SUPPLIED DATA Block Start

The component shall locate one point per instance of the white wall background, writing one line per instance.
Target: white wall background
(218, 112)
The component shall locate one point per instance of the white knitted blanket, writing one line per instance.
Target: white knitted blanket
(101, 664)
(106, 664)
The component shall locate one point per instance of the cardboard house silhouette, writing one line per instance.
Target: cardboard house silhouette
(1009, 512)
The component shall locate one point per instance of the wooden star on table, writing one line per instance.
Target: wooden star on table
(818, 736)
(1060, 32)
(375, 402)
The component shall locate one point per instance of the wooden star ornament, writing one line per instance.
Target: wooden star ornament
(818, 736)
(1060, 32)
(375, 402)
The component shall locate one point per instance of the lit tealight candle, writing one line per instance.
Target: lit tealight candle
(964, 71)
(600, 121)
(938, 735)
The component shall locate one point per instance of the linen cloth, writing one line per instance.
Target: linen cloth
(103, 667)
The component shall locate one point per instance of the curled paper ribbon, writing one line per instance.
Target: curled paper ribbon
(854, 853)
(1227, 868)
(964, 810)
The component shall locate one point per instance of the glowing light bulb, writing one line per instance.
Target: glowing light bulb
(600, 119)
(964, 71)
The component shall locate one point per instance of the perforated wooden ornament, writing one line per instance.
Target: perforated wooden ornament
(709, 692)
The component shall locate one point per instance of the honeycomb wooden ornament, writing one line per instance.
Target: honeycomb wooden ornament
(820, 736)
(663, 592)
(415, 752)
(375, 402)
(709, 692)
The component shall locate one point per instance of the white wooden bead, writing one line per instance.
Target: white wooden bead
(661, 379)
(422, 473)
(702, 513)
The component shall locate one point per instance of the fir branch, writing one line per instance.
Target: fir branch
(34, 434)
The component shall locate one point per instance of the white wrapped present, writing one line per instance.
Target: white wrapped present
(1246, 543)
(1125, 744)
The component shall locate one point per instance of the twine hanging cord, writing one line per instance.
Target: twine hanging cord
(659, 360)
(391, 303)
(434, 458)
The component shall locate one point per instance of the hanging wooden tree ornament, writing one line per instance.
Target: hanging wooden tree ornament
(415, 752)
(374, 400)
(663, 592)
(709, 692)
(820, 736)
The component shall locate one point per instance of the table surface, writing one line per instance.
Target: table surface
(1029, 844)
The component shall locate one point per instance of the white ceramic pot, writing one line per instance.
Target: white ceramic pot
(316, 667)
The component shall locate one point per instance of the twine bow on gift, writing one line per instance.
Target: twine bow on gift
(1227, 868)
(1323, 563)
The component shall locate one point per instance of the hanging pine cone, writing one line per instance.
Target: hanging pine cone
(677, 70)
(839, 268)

SUPPLIED DATA Block End

EXERCISE REQUIREMENTS –
Each line above is to be reproduced exactly.

ANSWER BELOW –
The component shall locate one point per instance of the white wall background, writing one line per instance.
Target: white wall background
(218, 112)
The component shall locate one point per instance of the white knitted blanket, writing one line per instance.
Target: white knitted blanket
(101, 664)
(106, 664)
The component shall locate one point per instance of the cardboard house silhouette, writing one line per instance.
Target: cardboard house silhouette
(1009, 512)
The component shall locate one point per instance of the wooden star on table, writing one line per instance.
Target: wooden star on table
(818, 736)
(1060, 32)
(375, 402)
The component shall locate one point per instance of the wooden star ornament, writing one line per instance.
Target: wooden star ornament
(818, 736)
(1060, 32)
(375, 402)
The component shall locate one point per instance of the lit tealight candle, writing one line per instance.
Target: lit tealight candle
(964, 71)
(600, 121)
(938, 735)
The component shall locate one point per instance of the linen cloth, writing one line per instance.
Target: linen cloth
(103, 667)
The component shall locate one point per instance of the curled paper ribbon, writing one line per instance.
Target: curled paper ribbon
(854, 853)
(1227, 868)
(964, 810)
The component shall locate one point per instance of the glowing light bulb, writing one line per instance.
Target: glowing light bulb
(600, 119)
(964, 71)
The component shall locate one point per instance of the perforated wooden ornament, writing one line per instance.
Target: perforated wooden ornament
(709, 692)
The component shall locate one point per instance of the honeycomb wooden ornament, writing one line per instance.
Target: honeycomb wooden ornament
(820, 736)
(663, 592)
(415, 752)
(375, 402)
(709, 692)
The component shall locate one point per instance of the white wooden bead, writing one line per instance.
Target: white wooden bead
(661, 379)
(422, 473)
(702, 513)
The component shall locate one point per instance of the fir branch, writing one line per instance.
Target: fir branch
(34, 434)
The component shall locate one point per instance of the white wrapped present, writing one line per instance.
Target: white wrapped present
(1246, 543)
(1125, 744)
The component shall locate one point per instance of the twine hanging cord, writing one line per instance.
Target: twine hanging cord
(659, 360)
(391, 303)
(434, 458)
The component shall locate one point per instance of the hanging wooden tree ornament, writing one line per instance.
Target: hanging wooden tree ornament
(415, 752)
(374, 400)
(663, 592)
(709, 692)
(820, 736)
The component shall locate one point per instance of the table surface, writing one line per instance.
Target: table surface
(1029, 844)
The component shall locate one point per instance of the white ceramic pot, writing one line per instance.
Target: white ceramic pot
(316, 667)
The component shall locate one point per instance of the twine bow on gift, writing one line per instance.
Target: twine bow on gift
(1227, 868)
(1323, 563)
The component shall locate one point per instance of the hanging pine cone, writing one line per instance.
Target: hanging pine cone
(677, 70)
(839, 268)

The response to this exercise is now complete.